*Exercise goal*:
Repeat the lines of the listing below exactly, starting at the line that contains "Could you spot the sea" and running through the last line, both included, and only those.

:: Rows

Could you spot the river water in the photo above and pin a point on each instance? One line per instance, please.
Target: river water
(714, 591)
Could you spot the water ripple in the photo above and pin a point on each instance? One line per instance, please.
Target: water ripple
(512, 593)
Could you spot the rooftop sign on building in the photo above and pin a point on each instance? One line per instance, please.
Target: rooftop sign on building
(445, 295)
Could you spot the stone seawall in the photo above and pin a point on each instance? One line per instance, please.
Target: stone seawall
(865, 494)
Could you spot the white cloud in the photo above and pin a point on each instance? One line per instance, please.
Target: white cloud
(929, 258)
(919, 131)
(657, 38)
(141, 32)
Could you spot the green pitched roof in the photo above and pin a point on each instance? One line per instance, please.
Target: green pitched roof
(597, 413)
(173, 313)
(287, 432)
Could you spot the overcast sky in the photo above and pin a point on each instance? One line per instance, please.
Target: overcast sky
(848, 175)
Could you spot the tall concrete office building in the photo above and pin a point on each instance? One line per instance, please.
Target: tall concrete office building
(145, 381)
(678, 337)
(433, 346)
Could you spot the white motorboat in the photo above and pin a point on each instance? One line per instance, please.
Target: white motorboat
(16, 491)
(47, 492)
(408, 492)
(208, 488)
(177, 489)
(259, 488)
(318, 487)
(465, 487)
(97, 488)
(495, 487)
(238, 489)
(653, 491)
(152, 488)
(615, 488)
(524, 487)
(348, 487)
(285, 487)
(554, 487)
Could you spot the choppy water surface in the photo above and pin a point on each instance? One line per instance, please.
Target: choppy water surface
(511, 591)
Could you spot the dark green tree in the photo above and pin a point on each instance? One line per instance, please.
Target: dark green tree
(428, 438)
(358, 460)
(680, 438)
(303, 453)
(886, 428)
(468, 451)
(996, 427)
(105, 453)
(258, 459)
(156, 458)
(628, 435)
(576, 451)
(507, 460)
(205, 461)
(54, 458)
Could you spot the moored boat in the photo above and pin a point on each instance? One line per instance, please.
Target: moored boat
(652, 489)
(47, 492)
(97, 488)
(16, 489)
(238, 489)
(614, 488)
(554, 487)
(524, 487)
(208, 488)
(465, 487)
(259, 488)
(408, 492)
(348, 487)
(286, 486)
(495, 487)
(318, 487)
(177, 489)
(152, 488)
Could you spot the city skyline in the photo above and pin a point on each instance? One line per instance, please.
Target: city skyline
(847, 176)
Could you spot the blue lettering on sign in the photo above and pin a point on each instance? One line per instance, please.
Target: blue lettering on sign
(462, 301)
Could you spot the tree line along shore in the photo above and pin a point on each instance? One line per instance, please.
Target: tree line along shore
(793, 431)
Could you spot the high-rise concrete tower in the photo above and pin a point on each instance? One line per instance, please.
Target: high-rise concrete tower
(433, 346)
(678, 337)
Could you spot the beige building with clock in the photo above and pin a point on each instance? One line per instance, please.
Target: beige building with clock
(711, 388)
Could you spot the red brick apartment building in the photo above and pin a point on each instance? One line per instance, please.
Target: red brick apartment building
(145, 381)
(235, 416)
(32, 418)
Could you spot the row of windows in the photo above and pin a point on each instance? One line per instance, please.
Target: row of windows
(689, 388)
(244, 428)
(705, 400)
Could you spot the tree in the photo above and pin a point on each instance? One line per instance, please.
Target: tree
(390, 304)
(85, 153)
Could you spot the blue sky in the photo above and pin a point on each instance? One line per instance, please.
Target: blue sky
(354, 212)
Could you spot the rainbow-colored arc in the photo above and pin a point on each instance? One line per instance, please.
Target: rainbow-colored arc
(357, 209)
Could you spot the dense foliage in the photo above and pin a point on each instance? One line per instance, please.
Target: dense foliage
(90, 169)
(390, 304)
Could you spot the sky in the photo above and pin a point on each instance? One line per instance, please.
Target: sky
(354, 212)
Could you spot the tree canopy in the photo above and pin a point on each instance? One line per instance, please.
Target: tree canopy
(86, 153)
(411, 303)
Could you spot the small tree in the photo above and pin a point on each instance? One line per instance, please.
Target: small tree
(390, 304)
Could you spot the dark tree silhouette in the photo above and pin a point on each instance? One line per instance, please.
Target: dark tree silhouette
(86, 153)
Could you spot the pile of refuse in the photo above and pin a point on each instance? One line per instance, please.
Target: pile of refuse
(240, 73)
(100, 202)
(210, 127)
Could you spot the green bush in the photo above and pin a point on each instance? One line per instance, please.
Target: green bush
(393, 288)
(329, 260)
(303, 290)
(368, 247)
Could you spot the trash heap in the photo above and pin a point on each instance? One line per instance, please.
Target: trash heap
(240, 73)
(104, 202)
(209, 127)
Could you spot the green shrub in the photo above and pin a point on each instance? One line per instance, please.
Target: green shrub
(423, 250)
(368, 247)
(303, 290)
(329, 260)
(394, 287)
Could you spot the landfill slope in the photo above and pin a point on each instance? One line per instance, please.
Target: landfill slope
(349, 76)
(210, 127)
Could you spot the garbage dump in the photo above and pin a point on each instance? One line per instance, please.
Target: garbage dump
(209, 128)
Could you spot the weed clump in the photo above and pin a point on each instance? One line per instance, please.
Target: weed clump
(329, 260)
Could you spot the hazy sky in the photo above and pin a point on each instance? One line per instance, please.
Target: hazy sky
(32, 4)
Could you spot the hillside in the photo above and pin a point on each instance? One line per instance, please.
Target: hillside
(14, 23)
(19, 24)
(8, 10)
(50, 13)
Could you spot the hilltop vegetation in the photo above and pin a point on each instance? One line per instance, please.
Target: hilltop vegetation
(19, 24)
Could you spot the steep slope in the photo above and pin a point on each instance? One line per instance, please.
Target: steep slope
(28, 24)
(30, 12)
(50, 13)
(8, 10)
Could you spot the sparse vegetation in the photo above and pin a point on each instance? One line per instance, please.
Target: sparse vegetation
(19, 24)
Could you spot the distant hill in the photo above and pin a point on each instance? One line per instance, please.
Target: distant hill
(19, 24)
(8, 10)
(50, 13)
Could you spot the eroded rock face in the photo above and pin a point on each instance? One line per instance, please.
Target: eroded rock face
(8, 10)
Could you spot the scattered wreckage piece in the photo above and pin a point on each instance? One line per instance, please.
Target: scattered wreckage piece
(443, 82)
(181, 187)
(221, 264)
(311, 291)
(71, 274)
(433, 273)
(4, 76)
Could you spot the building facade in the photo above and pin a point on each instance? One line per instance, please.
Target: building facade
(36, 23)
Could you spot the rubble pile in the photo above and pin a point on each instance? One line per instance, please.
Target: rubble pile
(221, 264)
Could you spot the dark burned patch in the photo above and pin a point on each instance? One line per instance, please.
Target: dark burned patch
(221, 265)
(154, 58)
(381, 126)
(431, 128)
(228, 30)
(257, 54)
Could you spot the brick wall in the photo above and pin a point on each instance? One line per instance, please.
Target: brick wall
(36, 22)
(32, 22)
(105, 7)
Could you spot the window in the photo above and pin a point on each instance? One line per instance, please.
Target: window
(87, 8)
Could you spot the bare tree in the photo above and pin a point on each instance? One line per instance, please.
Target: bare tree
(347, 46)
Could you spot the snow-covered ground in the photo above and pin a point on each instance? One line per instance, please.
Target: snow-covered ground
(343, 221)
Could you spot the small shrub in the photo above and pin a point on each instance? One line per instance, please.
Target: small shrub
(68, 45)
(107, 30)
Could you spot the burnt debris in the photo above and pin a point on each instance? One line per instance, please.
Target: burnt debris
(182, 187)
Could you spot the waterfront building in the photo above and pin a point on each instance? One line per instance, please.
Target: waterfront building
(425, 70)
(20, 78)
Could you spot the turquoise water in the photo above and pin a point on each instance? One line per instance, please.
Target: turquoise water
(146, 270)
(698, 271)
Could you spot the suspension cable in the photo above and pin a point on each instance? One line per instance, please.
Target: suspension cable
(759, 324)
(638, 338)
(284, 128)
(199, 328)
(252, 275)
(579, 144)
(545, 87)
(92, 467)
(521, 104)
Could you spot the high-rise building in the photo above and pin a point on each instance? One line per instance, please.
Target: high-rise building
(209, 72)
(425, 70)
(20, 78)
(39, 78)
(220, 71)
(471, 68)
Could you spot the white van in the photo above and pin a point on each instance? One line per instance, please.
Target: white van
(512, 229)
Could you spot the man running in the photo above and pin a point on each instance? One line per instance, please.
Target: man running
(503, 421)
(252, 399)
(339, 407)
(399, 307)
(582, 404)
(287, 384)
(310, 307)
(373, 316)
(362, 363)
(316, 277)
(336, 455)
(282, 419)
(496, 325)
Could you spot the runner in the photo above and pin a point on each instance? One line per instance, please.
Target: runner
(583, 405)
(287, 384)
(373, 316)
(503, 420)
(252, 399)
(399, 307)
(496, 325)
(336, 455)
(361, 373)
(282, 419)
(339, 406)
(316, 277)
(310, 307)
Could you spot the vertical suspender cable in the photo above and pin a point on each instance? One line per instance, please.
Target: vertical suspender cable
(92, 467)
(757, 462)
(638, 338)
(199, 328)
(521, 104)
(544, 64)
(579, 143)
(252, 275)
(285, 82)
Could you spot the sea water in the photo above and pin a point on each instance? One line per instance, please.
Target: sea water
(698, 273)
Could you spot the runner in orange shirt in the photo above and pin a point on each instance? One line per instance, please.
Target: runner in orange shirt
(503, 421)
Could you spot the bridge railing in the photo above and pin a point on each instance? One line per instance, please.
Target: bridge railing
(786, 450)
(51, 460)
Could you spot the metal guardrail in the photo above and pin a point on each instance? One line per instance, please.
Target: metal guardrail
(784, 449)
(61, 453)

::::

*Task solution*:
Could you spot the sea water in the photo above and pin a point on each instance? One line per instance, please.
Target: sea water
(698, 273)
Could you spot the runner in orange shirt in the photo above and pin a point on each instance? One line per instance, please.
Target: runner in orange shirt
(503, 421)
Could you spot the bridge railing in the photo above and pin a point on each instance? One line per instance, please.
Target: bridge railing
(786, 450)
(51, 460)
Could you spot the metal guardrail in the photo above and pin a point on each instance? One line per instance, please.
Target: metal guardrail
(784, 449)
(61, 453)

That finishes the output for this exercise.